What you are asked to do: Only one number is wanted: the count of lines in the records below that hold the word "helmet".

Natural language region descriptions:
------------

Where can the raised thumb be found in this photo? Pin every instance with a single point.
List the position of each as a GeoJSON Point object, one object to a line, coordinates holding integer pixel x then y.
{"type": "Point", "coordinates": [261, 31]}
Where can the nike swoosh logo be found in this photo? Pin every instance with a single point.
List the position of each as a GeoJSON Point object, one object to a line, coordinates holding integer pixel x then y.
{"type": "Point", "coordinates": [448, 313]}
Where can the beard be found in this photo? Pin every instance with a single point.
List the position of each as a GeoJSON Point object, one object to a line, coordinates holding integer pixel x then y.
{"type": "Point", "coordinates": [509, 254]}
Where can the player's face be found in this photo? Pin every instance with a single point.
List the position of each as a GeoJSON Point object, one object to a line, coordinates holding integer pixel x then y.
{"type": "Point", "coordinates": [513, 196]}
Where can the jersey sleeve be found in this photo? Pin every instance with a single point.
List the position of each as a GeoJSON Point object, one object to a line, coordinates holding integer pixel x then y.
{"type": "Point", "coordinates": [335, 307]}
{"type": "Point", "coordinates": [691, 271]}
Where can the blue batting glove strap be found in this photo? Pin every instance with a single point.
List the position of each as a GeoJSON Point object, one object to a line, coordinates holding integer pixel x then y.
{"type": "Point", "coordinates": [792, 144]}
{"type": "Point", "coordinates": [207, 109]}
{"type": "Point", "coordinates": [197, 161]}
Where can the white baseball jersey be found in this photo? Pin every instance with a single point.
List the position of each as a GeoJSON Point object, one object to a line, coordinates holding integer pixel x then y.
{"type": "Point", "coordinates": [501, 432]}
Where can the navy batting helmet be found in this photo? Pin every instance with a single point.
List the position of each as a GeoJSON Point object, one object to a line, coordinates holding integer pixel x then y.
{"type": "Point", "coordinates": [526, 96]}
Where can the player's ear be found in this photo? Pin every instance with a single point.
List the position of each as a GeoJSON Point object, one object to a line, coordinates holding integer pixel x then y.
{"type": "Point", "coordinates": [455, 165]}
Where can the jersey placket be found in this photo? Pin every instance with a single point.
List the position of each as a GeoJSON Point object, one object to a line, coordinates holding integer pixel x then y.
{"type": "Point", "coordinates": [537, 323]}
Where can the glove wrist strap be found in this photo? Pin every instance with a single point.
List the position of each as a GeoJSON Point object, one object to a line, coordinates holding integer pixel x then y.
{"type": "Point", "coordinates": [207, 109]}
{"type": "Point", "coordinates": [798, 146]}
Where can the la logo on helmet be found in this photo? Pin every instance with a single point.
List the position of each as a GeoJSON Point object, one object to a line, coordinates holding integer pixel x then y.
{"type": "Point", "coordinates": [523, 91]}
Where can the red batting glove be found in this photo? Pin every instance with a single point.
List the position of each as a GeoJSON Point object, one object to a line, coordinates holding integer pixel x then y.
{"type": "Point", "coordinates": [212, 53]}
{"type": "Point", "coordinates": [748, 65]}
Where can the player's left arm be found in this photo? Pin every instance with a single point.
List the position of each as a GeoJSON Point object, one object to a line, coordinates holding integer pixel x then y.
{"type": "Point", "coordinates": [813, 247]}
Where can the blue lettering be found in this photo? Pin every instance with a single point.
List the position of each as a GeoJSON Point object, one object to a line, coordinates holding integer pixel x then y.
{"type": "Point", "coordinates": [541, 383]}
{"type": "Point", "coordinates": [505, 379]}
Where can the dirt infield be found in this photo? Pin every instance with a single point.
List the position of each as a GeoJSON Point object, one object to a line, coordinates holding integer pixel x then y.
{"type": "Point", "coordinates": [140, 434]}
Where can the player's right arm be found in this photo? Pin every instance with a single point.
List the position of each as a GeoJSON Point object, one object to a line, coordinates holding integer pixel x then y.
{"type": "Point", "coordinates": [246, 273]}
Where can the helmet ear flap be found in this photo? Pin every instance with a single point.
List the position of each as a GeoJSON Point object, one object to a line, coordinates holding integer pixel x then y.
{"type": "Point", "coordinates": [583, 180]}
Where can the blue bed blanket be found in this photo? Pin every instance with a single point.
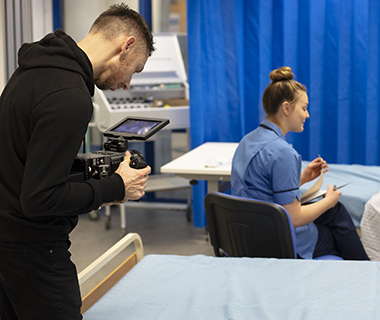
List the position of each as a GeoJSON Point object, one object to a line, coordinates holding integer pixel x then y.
{"type": "Point", "coordinates": [200, 287]}
{"type": "Point", "coordinates": [364, 181]}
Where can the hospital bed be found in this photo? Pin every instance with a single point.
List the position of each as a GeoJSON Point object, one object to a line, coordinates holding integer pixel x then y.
{"type": "Point", "coordinates": [203, 287]}
{"type": "Point", "coordinates": [212, 162]}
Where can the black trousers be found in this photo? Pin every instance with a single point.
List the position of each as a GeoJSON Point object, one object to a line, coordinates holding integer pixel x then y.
{"type": "Point", "coordinates": [38, 281]}
{"type": "Point", "coordinates": [337, 235]}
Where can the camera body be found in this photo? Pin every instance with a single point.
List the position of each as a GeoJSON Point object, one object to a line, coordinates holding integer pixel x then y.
{"type": "Point", "coordinates": [103, 163]}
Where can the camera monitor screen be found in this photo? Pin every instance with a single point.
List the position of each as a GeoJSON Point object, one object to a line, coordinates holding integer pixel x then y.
{"type": "Point", "coordinates": [138, 128]}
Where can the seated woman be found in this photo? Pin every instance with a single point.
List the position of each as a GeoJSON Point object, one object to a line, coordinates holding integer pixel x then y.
{"type": "Point", "coordinates": [265, 167]}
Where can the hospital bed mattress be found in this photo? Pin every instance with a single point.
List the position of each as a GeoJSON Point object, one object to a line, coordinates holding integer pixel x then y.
{"type": "Point", "coordinates": [364, 181]}
{"type": "Point", "coordinates": [201, 287]}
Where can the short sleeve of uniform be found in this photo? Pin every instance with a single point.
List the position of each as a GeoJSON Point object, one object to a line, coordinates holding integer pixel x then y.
{"type": "Point", "coordinates": [286, 176]}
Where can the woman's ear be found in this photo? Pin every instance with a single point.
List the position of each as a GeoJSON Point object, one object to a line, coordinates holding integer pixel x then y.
{"type": "Point", "coordinates": [286, 108]}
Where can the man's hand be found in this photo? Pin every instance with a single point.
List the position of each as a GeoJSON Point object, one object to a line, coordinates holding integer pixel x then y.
{"type": "Point", "coordinates": [135, 180]}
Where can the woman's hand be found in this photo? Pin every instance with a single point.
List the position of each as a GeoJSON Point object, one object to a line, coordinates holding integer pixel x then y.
{"type": "Point", "coordinates": [313, 170]}
{"type": "Point", "coordinates": [332, 195]}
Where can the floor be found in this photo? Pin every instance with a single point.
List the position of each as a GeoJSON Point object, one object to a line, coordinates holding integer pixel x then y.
{"type": "Point", "coordinates": [162, 232]}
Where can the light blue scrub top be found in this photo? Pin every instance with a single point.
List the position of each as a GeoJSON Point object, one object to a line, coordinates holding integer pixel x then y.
{"type": "Point", "coordinates": [265, 167]}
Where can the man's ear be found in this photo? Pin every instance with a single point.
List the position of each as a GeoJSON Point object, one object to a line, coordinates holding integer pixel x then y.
{"type": "Point", "coordinates": [286, 108]}
{"type": "Point", "coordinates": [127, 44]}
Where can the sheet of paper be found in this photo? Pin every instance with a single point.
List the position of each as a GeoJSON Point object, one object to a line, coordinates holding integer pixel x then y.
{"type": "Point", "coordinates": [317, 185]}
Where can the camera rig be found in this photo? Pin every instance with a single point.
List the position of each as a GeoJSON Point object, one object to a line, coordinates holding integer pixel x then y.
{"type": "Point", "coordinates": [103, 163]}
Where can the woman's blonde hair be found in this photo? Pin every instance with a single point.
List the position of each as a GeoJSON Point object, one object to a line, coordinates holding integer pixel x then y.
{"type": "Point", "coordinates": [282, 88]}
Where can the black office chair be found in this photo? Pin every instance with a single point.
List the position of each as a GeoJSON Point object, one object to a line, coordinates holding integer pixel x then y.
{"type": "Point", "coordinates": [240, 227]}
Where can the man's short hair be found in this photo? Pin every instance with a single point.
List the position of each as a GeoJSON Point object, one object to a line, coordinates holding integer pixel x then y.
{"type": "Point", "coordinates": [120, 19]}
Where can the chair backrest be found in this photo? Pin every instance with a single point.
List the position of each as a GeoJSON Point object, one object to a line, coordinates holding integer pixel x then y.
{"type": "Point", "coordinates": [241, 227]}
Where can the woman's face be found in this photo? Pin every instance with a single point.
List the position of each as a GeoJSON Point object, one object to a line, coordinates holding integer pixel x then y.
{"type": "Point", "coordinates": [299, 114]}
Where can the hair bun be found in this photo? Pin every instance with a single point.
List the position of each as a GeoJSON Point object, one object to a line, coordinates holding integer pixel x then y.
{"type": "Point", "coordinates": [281, 74]}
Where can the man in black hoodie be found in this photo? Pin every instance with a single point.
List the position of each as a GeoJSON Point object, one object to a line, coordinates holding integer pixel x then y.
{"type": "Point", "coordinates": [44, 112]}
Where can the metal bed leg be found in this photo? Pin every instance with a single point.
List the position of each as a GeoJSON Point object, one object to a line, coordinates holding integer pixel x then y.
{"type": "Point", "coordinates": [123, 220]}
{"type": "Point", "coordinates": [108, 217]}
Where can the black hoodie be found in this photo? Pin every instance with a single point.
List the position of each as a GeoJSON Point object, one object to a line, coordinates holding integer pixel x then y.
{"type": "Point", "coordinates": [44, 112]}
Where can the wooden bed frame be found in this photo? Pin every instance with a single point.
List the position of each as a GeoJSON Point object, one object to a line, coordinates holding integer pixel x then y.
{"type": "Point", "coordinates": [95, 294]}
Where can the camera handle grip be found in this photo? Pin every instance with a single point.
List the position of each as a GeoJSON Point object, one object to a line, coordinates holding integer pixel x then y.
{"type": "Point", "coordinates": [137, 160]}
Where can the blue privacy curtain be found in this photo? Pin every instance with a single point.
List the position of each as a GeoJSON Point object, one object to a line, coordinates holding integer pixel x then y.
{"type": "Point", "coordinates": [332, 47]}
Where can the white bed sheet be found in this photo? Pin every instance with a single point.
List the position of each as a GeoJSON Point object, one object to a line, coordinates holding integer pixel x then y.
{"type": "Point", "coordinates": [364, 183]}
{"type": "Point", "coordinates": [201, 287]}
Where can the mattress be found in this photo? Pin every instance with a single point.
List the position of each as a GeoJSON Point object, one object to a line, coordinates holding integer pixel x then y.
{"type": "Point", "coordinates": [202, 287]}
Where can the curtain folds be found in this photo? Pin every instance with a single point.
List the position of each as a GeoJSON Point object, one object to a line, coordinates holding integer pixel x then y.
{"type": "Point", "coordinates": [332, 47]}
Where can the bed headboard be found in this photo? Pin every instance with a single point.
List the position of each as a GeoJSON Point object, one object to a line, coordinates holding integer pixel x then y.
{"type": "Point", "coordinates": [96, 293]}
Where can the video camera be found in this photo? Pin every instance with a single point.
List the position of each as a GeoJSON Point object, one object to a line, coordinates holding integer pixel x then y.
{"type": "Point", "coordinates": [103, 163]}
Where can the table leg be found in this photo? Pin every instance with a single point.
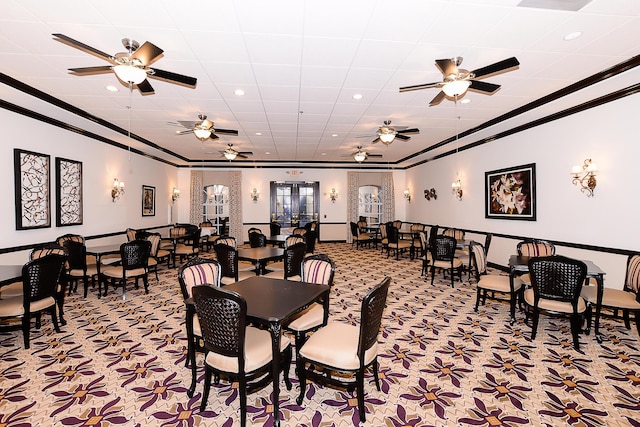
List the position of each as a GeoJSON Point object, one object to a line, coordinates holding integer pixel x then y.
{"type": "Point", "coordinates": [275, 329]}
{"type": "Point", "coordinates": [512, 307]}
{"type": "Point", "coordinates": [600, 292]}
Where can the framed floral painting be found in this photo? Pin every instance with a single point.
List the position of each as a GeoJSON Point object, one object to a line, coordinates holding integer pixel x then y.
{"type": "Point", "coordinates": [510, 193]}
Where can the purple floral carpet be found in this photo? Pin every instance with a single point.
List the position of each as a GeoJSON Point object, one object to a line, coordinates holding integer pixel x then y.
{"type": "Point", "coordinates": [441, 364]}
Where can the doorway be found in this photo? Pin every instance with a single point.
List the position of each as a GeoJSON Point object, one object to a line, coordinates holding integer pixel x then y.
{"type": "Point", "coordinates": [294, 204]}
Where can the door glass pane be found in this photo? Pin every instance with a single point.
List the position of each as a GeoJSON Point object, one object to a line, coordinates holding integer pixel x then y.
{"type": "Point", "coordinates": [216, 206]}
{"type": "Point", "coordinates": [370, 204]}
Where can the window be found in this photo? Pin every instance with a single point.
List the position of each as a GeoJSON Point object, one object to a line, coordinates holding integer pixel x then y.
{"type": "Point", "coordinates": [216, 207]}
{"type": "Point", "coordinates": [370, 204]}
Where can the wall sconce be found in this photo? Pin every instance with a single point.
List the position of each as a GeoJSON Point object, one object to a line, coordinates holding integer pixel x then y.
{"type": "Point", "coordinates": [117, 190]}
{"type": "Point", "coordinates": [456, 189]}
{"type": "Point", "coordinates": [585, 176]}
{"type": "Point", "coordinates": [430, 194]}
{"type": "Point", "coordinates": [254, 195]}
{"type": "Point", "coordinates": [333, 195]}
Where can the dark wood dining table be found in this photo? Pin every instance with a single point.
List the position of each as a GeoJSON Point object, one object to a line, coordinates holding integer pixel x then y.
{"type": "Point", "coordinates": [520, 265]}
{"type": "Point", "coordinates": [260, 256]}
{"type": "Point", "coordinates": [277, 239]}
{"type": "Point", "coordinates": [273, 303]}
{"type": "Point", "coordinates": [99, 252]}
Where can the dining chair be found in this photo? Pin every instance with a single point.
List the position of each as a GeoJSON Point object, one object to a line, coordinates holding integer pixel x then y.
{"type": "Point", "coordinates": [626, 299]}
{"type": "Point", "coordinates": [321, 270]}
{"type": "Point", "coordinates": [491, 283]}
{"type": "Point", "coordinates": [556, 282]}
{"type": "Point", "coordinates": [191, 245]}
{"type": "Point", "coordinates": [53, 248]}
{"type": "Point", "coordinates": [395, 243]}
{"type": "Point", "coordinates": [77, 267]}
{"type": "Point", "coordinates": [40, 279]}
{"type": "Point", "coordinates": [443, 249]}
{"type": "Point", "coordinates": [232, 348]}
{"type": "Point", "coordinates": [158, 254]}
{"type": "Point", "coordinates": [293, 257]}
{"type": "Point", "coordinates": [257, 239]}
{"type": "Point", "coordinates": [195, 272]}
{"type": "Point", "coordinates": [227, 256]}
{"type": "Point", "coordinates": [135, 265]}
{"type": "Point", "coordinates": [360, 239]}
{"type": "Point", "coordinates": [310, 239]}
{"type": "Point", "coordinates": [274, 228]}
{"type": "Point", "coordinates": [384, 238]}
{"type": "Point", "coordinates": [534, 247]}
{"type": "Point", "coordinates": [345, 348]}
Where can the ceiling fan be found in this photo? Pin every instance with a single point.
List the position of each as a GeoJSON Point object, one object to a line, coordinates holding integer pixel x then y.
{"type": "Point", "coordinates": [360, 155]}
{"type": "Point", "coordinates": [132, 66]}
{"type": "Point", "coordinates": [202, 129]}
{"type": "Point", "coordinates": [387, 134]}
{"type": "Point", "coordinates": [230, 154]}
{"type": "Point", "coordinates": [456, 80]}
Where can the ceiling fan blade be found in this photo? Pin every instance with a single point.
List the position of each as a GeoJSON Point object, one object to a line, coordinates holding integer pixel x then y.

------------

Final answer: 3